▶ **Problem details**
Copy the following items word for word, starting with the line that contains "on the vertical" and continuing through the line that contains "x=205, y=149".

————————

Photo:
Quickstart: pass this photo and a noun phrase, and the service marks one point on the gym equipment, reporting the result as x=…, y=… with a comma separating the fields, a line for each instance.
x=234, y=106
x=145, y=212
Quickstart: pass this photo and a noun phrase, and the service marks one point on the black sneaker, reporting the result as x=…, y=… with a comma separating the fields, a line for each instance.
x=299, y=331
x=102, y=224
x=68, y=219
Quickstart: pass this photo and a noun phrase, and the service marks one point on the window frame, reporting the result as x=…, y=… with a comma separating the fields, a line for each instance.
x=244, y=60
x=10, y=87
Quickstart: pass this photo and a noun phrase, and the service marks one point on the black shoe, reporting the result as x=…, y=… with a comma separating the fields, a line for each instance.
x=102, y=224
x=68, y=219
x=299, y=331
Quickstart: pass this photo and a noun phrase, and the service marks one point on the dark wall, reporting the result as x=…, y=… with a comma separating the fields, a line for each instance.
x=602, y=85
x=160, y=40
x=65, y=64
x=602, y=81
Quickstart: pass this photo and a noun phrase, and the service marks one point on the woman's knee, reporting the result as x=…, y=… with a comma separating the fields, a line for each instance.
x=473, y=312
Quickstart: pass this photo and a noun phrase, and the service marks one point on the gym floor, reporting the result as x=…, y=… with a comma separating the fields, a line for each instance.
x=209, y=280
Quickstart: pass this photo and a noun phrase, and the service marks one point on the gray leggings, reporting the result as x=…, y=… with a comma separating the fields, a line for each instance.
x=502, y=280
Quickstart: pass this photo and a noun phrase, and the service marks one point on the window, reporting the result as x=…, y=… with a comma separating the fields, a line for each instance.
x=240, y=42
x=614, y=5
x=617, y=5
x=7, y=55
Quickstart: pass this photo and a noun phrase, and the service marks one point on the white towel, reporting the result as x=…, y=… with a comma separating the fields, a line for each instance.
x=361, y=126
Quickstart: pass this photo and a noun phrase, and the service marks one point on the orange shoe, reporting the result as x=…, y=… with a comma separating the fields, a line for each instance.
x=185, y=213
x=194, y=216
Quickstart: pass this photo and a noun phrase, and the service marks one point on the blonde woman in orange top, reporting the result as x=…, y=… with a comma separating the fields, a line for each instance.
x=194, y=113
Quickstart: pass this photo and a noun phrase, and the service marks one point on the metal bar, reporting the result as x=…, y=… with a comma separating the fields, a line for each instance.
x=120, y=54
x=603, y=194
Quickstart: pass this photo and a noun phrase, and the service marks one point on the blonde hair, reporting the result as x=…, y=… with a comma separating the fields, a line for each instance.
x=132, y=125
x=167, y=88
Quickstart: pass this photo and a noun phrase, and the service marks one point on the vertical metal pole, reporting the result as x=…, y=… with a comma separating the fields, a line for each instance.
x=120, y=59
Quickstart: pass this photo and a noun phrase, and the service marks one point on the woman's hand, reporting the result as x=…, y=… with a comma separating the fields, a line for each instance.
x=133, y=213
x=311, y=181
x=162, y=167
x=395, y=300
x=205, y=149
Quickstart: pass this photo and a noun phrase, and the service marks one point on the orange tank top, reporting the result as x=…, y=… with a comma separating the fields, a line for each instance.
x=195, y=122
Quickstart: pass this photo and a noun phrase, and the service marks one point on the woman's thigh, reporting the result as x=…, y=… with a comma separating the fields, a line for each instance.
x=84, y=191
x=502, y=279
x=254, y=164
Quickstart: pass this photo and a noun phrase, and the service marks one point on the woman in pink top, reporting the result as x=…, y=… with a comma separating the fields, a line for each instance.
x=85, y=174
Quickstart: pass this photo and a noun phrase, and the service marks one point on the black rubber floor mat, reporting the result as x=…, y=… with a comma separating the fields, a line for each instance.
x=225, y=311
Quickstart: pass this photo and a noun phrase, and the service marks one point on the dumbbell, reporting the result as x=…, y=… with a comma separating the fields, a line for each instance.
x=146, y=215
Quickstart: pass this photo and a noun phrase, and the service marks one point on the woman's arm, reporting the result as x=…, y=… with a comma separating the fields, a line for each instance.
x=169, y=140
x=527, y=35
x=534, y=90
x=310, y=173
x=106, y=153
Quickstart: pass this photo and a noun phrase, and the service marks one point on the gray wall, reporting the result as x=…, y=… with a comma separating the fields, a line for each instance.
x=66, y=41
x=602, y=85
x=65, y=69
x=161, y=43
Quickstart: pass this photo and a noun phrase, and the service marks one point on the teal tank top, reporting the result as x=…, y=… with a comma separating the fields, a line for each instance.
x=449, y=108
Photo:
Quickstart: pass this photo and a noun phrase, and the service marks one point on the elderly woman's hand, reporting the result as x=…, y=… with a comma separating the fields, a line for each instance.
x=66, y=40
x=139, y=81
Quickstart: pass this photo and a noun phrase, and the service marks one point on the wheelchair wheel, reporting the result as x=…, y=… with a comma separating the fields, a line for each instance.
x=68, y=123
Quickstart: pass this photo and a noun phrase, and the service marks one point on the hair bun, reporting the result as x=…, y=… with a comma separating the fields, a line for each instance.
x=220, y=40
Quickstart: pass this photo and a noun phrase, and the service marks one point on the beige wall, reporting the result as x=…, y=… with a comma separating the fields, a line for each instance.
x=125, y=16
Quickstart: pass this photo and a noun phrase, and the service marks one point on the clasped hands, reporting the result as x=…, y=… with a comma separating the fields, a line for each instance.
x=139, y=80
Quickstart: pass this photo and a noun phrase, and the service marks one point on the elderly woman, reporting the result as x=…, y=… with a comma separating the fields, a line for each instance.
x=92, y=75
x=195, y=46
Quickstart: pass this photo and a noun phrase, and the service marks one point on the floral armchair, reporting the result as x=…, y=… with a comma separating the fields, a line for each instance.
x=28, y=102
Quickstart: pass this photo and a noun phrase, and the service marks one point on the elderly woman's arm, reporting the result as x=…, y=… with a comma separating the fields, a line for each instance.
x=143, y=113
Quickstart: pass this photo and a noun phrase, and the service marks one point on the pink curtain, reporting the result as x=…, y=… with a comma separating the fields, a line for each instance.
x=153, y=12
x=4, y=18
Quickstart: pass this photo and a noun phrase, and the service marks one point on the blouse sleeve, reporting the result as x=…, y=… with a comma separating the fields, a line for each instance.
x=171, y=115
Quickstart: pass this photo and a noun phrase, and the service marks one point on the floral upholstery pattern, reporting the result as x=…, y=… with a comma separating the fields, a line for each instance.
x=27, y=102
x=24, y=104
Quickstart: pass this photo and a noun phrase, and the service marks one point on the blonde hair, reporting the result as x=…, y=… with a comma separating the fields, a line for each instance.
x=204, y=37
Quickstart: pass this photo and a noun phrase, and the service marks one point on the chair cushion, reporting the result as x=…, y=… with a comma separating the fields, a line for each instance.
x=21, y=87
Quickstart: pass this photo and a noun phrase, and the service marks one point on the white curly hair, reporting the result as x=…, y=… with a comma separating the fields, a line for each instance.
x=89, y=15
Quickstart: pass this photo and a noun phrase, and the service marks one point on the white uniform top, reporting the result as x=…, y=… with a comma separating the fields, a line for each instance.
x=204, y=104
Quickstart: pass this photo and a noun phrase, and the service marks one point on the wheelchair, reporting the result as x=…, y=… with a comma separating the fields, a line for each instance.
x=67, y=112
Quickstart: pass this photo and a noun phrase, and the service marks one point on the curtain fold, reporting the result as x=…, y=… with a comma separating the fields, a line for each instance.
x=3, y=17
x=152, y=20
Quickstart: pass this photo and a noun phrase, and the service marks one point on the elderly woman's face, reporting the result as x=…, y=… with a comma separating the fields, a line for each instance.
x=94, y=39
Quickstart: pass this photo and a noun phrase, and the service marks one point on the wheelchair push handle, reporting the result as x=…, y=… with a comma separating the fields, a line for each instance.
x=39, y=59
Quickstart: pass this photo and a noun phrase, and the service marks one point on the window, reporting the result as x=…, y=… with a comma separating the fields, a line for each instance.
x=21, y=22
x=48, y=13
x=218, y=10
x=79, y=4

————————

▶ **Correct response**
Quickstart: pass this photo and a noun phrase, and the service marks one point on the vertical metal pole, reporting the result as x=…, y=… with a comma separating the fields, a line for each instance.
x=120, y=59
Quickstart: pass this photo and a noun phrase, and the service marks one point on the woman's hand, reporting the result as x=…, y=… with a comma separating the fields, a line for each instance.
x=133, y=213
x=311, y=181
x=162, y=167
x=395, y=300
x=205, y=149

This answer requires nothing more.